Challenge 1
Count the lines in the entries that contain the string "webbed", with case counting, and give only the number.

Text block
========
The Right Question


I’m sitting in a hotel room hundreds of miles away from what I would ordinarily call my usual haunts hanging on to the ‘net through a particularly dodgy EDGE link-up, so it’s taken me a while to read up on the (largely overwrought) feedback to Steve’s transition to chairman.

The most lucid opinions are, from my standpoint, by those who both point out that a) this has long been in the making and b) that Apple is designed, almost fractally so, to embody Steve’s ethos.

So despite the inextricable ties between the Exxon-topping, industry-shaping Apple of today and it’s newly appointed chairman, the transition has more of a psychological than a practical effect.

Most people are asking themselves (rather loudly and publicly, of course) about Apple’s future, which is, to me, a rather moot point - like Microsoft, they’ve reached a size where they’re unlikely to go away anytime soon - but unlike Microsoft (or, say, Nokia) they operate a razor-sharp, iteratively revamped R&D and hardware business with high margins and truly unique products that keep beating the crap out of the competition’s in terms of usability and functionality.

And they never stay still or freeze a product line waiting for the cash to flood in - they constantly re-invest in new product development. Apple could take a steep hit on profits and keep going until the next big thing, unlike, say, HP’s hardware business.

Or Google’s, insofar as they’ll actually build one - in their case the economics are completely different, but there is only so much attention to detail one needs to consolidate an advertising business (most of the “cool stuff” done at Google is sadly not very focused, so until that happens I’ll keep thinking of them as being in advertising).
========
Challenge 2
List every company named in the post above about Steve's move to chairman.
========
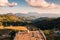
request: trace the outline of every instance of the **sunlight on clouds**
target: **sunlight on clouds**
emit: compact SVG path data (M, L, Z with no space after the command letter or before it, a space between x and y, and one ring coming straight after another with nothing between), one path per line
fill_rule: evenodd
M9 7L13 7L16 6L17 3L9 3L8 0L0 0L0 7L1 6L9 6Z
M55 3L48 3L45 0L26 0L26 2L33 6L33 7L39 7L39 8L58 8L60 5L57 5Z

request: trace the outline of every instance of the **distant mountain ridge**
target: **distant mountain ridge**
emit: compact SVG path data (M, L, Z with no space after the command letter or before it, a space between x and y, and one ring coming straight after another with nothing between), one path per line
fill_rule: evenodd
M29 17L36 17L36 18L40 18L40 17L60 17L60 14L52 14L52 13L36 13L36 12L29 12L27 14L23 14L23 13L16 13L15 15L17 16L29 16Z

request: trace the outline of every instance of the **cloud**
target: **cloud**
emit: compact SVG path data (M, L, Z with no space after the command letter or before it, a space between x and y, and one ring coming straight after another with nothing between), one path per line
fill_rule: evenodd
M33 7L39 7L39 8L58 8L59 5L55 3L48 3L45 0L26 0L26 2L33 6Z
M17 3L9 3L8 0L0 0L0 7L1 6L9 6L9 7L13 7L16 6Z

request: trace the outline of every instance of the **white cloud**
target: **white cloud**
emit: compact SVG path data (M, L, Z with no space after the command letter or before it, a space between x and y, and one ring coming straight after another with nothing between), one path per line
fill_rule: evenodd
M60 7L55 3L48 3L45 0L26 0L26 2L33 6L33 7L40 7L40 8L57 8Z
M16 6L17 3L9 3L8 0L0 0L0 7L1 6L9 6L9 7L13 7Z

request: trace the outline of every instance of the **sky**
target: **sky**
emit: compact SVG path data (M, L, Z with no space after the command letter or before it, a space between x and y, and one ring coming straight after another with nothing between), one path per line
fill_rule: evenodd
M3 13L53 13L60 14L60 0L8 0L0 3L0 14ZM1 5L3 4L3 5Z

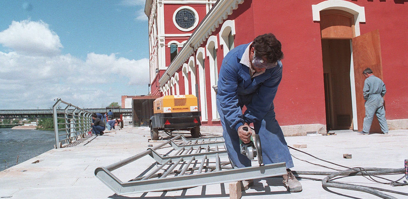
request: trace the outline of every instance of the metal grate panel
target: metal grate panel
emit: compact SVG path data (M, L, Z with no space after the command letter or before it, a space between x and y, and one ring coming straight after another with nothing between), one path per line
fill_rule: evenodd
M185 106L187 104L186 98L175 98L174 106Z
M337 115L337 125L350 127L351 125L351 117L350 115Z
M179 138L181 140L177 140ZM163 153L168 147L161 148L167 144L172 149ZM147 155L156 161L153 166L127 182L111 173ZM284 162L234 168L222 136L186 139L181 135L122 161L97 168L95 172L97 177L119 195L183 189L286 173Z

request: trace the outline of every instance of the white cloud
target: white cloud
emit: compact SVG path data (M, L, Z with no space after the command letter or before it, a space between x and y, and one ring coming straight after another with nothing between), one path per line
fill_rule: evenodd
M13 28L0 33L0 42L14 50L0 52L0 109L47 109L57 98L80 107L98 107L113 101L120 103L121 95L133 94L131 90L118 90L122 87L144 90L149 83L148 59L130 60L115 53L91 52L84 61L69 54L61 55L58 50L62 45L57 39L58 35L48 29L47 24L32 22L13 22L10 27ZM39 36L38 31L29 37L19 31L27 31L25 28L14 29L27 24L44 33L52 33L49 38L53 38L53 43L39 45L38 41L45 37ZM25 44L16 41L8 32L11 30L25 37ZM37 53L27 51L36 47L42 50ZM46 56L50 54L45 49L53 52L53 56ZM106 80L113 82L110 85ZM112 84L115 87L109 90Z
M121 4L127 6L144 6L146 0L122 0Z
M63 48L60 37L41 21L13 21L0 32L0 44L20 53L52 56Z

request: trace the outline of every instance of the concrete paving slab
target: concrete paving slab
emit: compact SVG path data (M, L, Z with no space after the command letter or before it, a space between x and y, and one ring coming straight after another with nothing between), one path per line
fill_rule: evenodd
M389 134L358 135L351 131L336 131L336 135L303 136L286 138L288 144L306 144L299 149L319 158L348 167L401 168L408 159L408 130L391 131ZM204 134L206 134L205 133ZM211 132L206 134L220 135ZM0 197L14 199L215 199L229 198L228 184L200 186L171 191L139 193L117 195L94 175L95 169L137 154L148 144L157 146L162 142L149 142L149 129L146 127L125 127L122 130L93 136L74 147L52 149L14 166L0 172ZM297 171L334 170L311 164L324 165L336 169L341 166L319 160L290 149ZM345 153L350 159L343 158ZM40 162L32 164L36 160ZM135 177L150 166L154 160L150 156L114 171L113 173L124 181ZM257 162L253 162L254 165ZM322 179L325 176L300 175ZM384 176L396 180L401 175ZM408 186L392 187L379 184L361 176L340 177L338 182L373 186L401 192ZM322 187L322 183L300 179L303 190L290 193L286 190L280 177L255 179L254 185L242 192L243 199L371 199L379 198L366 193L336 188ZM408 196L388 193L399 199Z

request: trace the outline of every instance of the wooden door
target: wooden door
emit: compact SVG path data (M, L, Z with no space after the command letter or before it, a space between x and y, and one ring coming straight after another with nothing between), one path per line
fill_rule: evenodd
M369 68L373 70L376 77L383 79L379 32L378 30L374 31L356 37L352 40L357 120L358 131L361 131L363 130L363 122L366 112L363 97L363 87L365 77L363 75L363 71ZM376 116L373 120L370 132L381 132Z

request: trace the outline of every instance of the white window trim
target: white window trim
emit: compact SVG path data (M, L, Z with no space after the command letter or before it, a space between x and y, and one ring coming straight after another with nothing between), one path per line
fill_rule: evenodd
M214 48L215 50L218 49L218 42L217 41L217 36L215 35L210 36L207 40L207 44L206 44L206 49L207 50L207 56L209 58L208 59L209 60L210 66L210 85L211 87L212 87L213 86L217 85L217 78L218 77L218 65L217 60L214 60L214 58L213 57L211 56L212 53L210 52L208 49L208 46L210 46L210 44L212 43L213 43ZM211 89L211 113L213 116L212 120L213 121L220 119L220 114L218 114L218 111L217 109L217 99L216 96L215 92L214 91L213 89Z
M184 94L188 95L190 94L189 89L188 89L188 67L186 63L183 64L182 72L183 73L183 77L184 77Z
M354 16L354 28L356 37L360 36L360 23L366 22L364 7L348 1L342 0L328 0L316 5L312 5L312 12L314 21L320 21L320 11L324 10L342 10L351 13ZM357 130L357 102L355 96L355 82L354 81L354 65L353 62L353 50L350 41L351 52L350 63L350 87L351 92L351 104L353 114L354 130Z
M233 20L227 20L225 21L221 27L221 29L220 31L220 45L223 46L223 50L224 51L224 57L226 55L227 53L231 50L228 48L226 42L224 38L226 35L227 37L228 37L230 31L227 31L227 28L229 28L231 30L231 34L233 35L235 35L235 22Z
M207 86L205 83L205 66L202 66L201 61L205 59L205 49L200 47L197 50L195 62L198 67L199 83L200 88L200 108L201 111L201 121L208 120L207 110ZM201 59L201 60L200 60Z
M190 83L191 85L191 94L194 96L196 95L195 92L195 76L197 72L195 71L195 66L194 64L194 57L190 56L188 62L188 71L190 72L191 79Z

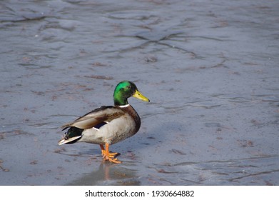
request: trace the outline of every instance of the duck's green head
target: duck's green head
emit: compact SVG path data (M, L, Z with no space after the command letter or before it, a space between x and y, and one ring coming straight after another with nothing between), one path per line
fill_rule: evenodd
M114 104L116 106L127 105L127 99L133 96L144 101L149 102L149 99L138 91L134 83L128 81L120 82L116 87L113 94Z

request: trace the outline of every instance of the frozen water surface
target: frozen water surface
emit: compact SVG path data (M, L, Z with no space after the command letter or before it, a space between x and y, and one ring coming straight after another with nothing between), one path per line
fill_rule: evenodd
M278 185L277 1L1 1L1 185ZM133 81L111 146L60 126Z

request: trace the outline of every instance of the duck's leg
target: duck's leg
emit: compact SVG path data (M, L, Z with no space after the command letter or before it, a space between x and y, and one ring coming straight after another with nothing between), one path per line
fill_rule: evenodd
M109 144L106 143L106 148L103 148L103 145L100 144L101 151L102 152L103 158L105 161L109 161L113 163L121 163L118 159L115 159L114 156L118 154L117 152L109 152Z

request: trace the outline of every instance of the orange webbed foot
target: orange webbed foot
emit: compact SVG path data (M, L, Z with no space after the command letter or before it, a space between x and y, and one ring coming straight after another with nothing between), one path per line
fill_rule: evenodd
M117 152L109 152L109 144L106 143L106 149L103 146L100 144L101 154L104 161L109 161L110 162L120 164L121 163L118 159L115 158L116 156L119 154Z

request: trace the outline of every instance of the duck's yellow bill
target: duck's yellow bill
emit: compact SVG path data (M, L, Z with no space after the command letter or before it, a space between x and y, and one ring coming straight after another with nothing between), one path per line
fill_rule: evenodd
M133 95L133 97L141 99L143 101L148 101L149 102L149 99L144 96L141 92L139 92L138 90L136 90L135 94Z

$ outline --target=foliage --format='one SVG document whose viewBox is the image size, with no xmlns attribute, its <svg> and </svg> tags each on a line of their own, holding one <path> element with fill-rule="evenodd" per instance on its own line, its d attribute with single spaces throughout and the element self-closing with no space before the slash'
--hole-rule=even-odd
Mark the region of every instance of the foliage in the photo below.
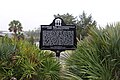
<svg viewBox="0 0 120 80">
<path fill-rule="evenodd" d="M 9 23 L 9 31 L 14 32 L 14 37 L 17 37 L 18 39 L 22 38 L 24 39 L 24 35 L 22 32 L 22 24 L 18 20 L 13 20 Z"/>
<path fill-rule="evenodd" d="M 0 80 L 59 80 L 60 64 L 47 51 L 25 40 L 4 37 L 0 43 Z"/>
<path fill-rule="evenodd" d="M 83 80 L 120 80 L 120 24 L 91 28 L 66 64 L 70 73 Z"/>
<path fill-rule="evenodd" d="M 92 20 L 92 16 L 87 14 L 83 11 L 82 15 L 79 16 L 80 21 L 78 22 L 79 27 L 77 27 L 78 30 L 81 30 L 80 34 L 82 36 L 82 39 L 85 38 L 85 36 L 88 36 L 89 29 L 91 27 L 96 27 L 96 21 Z"/>
<path fill-rule="evenodd" d="M 40 28 L 38 28 L 36 30 L 25 31 L 25 34 L 28 37 L 30 37 L 30 38 L 28 38 L 28 41 L 29 41 L 29 39 L 31 40 L 31 38 L 33 37 L 35 42 L 39 42 L 39 39 L 40 39 Z"/>
</svg>

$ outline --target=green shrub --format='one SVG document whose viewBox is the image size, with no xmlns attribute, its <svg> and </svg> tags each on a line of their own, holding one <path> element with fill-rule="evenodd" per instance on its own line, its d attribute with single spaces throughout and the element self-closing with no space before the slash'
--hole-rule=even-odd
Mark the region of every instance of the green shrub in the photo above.
<svg viewBox="0 0 120 80">
<path fill-rule="evenodd" d="M 66 64 L 83 80 L 120 80 L 120 24 L 92 28 Z"/>
<path fill-rule="evenodd" d="M 48 51 L 25 40 L 4 37 L 0 43 L 0 80 L 59 80 L 60 64 Z"/>
</svg>

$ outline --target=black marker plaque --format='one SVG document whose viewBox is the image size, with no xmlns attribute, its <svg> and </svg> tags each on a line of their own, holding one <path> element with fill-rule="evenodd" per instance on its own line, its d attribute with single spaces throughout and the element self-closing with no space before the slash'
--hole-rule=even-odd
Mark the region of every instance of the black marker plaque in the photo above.
<svg viewBox="0 0 120 80">
<path fill-rule="evenodd" d="M 75 25 L 66 25 L 61 18 L 55 18 L 50 25 L 41 25 L 40 49 L 62 51 L 75 48 Z"/>
</svg>

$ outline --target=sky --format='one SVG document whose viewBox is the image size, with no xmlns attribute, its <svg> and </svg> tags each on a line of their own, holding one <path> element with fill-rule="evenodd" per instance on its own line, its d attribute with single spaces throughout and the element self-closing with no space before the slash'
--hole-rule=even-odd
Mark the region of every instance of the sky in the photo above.
<svg viewBox="0 0 120 80">
<path fill-rule="evenodd" d="M 92 15 L 97 26 L 120 22 L 120 0 L 0 0 L 0 30 L 19 20 L 24 31 L 49 25 L 55 14 Z"/>
</svg>

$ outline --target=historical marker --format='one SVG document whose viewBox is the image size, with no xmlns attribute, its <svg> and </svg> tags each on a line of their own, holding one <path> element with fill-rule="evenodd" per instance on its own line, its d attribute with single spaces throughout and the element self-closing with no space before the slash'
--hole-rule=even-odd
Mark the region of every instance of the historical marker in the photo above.
<svg viewBox="0 0 120 80">
<path fill-rule="evenodd" d="M 76 26 L 66 25 L 61 18 L 55 18 L 50 25 L 41 25 L 40 49 L 52 51 L 74 50 L 76 48 Z"/>
</svg>

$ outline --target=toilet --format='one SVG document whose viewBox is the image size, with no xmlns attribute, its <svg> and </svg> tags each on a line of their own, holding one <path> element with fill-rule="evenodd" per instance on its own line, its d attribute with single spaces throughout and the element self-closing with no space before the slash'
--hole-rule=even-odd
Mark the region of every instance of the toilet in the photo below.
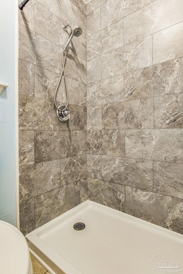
========
Correct answer 1
2

Correct answer 2
Exxon, Apple, Microsoft, Nokia, HP, Google